┌─ Document segment

Hit the road, Jack
Jack Layton is after me; he leaves me notes, flyers, and letters, and has even taken to talking to me by means of radio and television because so far I've not only ignored his calls for jumping aboard the NDP band wagon as it steams its way to power on Parliament Hill, but have made a point of crumpling up his flyers and pointedly tossing them anywhere but the recycling bin.
Now, there is much I like about Jack, not the least of which is his insistence that Paul Martin is a bloated Bay Street weasel that has only the fewest of Canadians in mind when he talks about a new and exciting future for Canada (I paraphrase, of course), or the counterbalance he provides to the rootin' tootin' rodeo ride that is coming east like the Mongol Horde in ten-gallon hats.
But while he's long on bombast, he's also long on pithy handouts that are seriously short on substance.

└─
┌─ Data

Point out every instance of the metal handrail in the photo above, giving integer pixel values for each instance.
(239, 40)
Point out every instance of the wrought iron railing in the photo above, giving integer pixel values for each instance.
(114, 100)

└─

◆ **Exercises**
**1)** In the piece on Jack Layton, what does the writer do with his flyers?
**2)** Extract the passage of the piece on Jack Layton starting at "Now, there is" and ending at "in ten-gallon hats.".
**3)** Write what comes next in the piece on Jack Layton, picking up after its final sentence.
The material above is separate from the piece on Jack Layton.

◆ **Results of the exercise**
**1)** The writer crumples them up and pointedly tosses them anywhere but the recycling bin.

**2)**
Now, there is much I like about Jack, not the least of which is his insistence that Paul Martin is a bloated Bay Street weasel that has only the fewest of Canadians in mind when he talks about a new and exciting future for Canada (I paraphrase, of course), or the counterbalance he provides to the rootin' tootin' rodeo ride that is coming east like the Mongol Horde in ten-gallon hats.

**3)**
Just today I received his latest little missive about all the good he plans to do once he and his wife, Toronto city councilor Olivia Chow, get the keys to 24 Sussex Drive and start turning the PMO into a statement for green living (how comfortable the RCMP is going to be trading in their limos for bicycles is anyone's guess). Aside from some fluffy statements about creating jobs through renewable energy, ending homelessness in our time, and guaranteeing not only universal healthcare but improved healthcare, Jack also plans to do this while he's balancing the budget, which he says he's been doing for twenty years.
One can only assume he's referring to his household budget, because while the former Green Hornet of Toronto city council has been involved in everything from arts and health to serving on utilities boards and championing the environment, Jack was never budget chief during his tenure in municipal politics, and the only reason he worked within a budget was because he was forced to.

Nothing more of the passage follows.